Skip to content

Support deleted rows in SAS data files#366

Open
hpoettker wants to merge 1 commit into
WizardMac:devfrom
hpoettker:deleted-rows
Open

Support deleted rows in SAS data files#366
hpoettker wants to merge 1 commit into
WizardMac:devfrom
hpoettker:deleted-rows

Conversation

@hpoettker

Copy link
Copy Markdown
Contributor

Resolves #284.

Introduction

This PR adds support for deleted rows in SAS data files, which may be compressed or uncompressed.

The handling of deleted uncompressed rows follows the description of the sas7bdat file format here: https://github.com/FredHutch/sas7bdat-specification/blob/master/sas7bdat.rst

The handling of deleted compressed rows is not described in the document linked above. However, it is much simpler as it doesn't involve a dedicated bitmap but only the compression type 0x05, which marks compressed data rows as deleted. The compression type 0x05 seems to be the combination of 0x01 (meaning the data can be skipped) and 0x04 (indicating a compressed data row), which fits well with my theory put forth in #365 that the compression type is actually a bitmap.

**Given request:**
Repeat the pull request text about deleted rows in SAS data files word for word, everything from "This PR adds" down to "actually a bitmap.".

**Entries shown:**

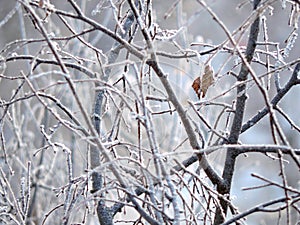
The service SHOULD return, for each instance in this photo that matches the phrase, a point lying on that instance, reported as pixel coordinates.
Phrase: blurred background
(195, 26)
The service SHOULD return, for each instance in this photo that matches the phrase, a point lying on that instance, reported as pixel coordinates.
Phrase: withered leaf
(201, 85)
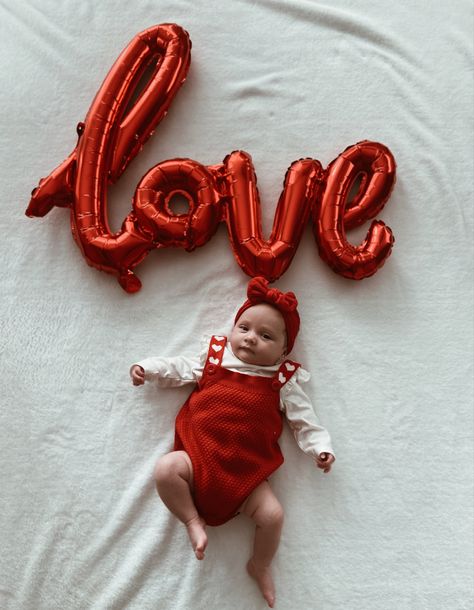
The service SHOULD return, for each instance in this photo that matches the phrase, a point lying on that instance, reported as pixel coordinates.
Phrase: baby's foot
(263, 576)
(197, 535)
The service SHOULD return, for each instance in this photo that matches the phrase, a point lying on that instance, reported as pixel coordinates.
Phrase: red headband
(286, 303)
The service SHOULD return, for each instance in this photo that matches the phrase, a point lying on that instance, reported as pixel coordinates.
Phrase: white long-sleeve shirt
(310, 435)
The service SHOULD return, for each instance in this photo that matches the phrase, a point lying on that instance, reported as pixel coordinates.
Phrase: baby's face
(259, 335)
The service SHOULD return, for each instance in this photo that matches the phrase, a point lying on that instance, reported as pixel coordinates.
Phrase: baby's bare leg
(174, 482)
(263, 507)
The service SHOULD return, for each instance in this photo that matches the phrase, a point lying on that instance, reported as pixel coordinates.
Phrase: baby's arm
(311, 436)
(166, 372)
(137, 373)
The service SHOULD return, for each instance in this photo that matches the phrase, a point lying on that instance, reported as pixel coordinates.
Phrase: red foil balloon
(122, 117)
(255, 255)
(112, 135)
(375, 163)
(153, 194)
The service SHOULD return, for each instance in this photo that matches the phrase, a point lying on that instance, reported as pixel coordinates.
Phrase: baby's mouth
(247, 349)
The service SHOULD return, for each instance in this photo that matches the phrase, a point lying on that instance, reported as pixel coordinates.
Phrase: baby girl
(226, 434)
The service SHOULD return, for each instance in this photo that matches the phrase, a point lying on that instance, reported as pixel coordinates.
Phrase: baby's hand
(137, 374)
(325, 461)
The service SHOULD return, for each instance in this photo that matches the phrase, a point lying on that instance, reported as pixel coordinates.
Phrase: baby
(226, 434)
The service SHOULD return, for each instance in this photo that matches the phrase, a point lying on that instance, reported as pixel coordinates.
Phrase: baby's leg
(263, 507)
(174, 482)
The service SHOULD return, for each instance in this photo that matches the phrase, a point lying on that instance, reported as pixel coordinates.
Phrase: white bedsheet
(391, 356)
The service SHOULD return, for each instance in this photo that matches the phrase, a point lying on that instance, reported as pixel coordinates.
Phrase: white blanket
(391, 356)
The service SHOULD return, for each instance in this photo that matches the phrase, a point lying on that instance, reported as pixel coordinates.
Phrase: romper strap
(215, 353)
(286, 371)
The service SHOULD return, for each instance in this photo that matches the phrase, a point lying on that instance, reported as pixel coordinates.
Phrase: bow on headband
(258, 291)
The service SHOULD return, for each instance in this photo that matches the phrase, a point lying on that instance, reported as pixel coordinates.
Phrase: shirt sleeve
(171, 372)
(310, 435)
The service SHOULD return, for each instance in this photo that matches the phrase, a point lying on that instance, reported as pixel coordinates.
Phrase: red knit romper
(230, 426)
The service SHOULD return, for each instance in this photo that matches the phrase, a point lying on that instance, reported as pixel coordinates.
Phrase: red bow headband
(286, 303)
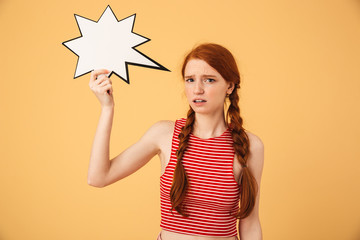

**Exercise response:**
This PR adds support for deleted rows in SAS data files, which may be compressed or uncompressed.

The handling of deleted uncompressed rows follows the description of the sas7bdat file format here: https://github.com/FredHutch/sas7bdat-specification/blob/master/sas7bdat.rst

The handling of deleted compressed rows is not described in the document linked above. However, it is much simpler as it doesn't involve a dedicated bitmap but only the compression type 0x05, which marks compressed data rows as deleted. The compression type 0x05 seems to be the combination of 0x01 (meaning the data can be skipped) and 0x04 (indicating a compressed data row), which fits well with my theory put forth in #365 that the compression type is actually a bitmap.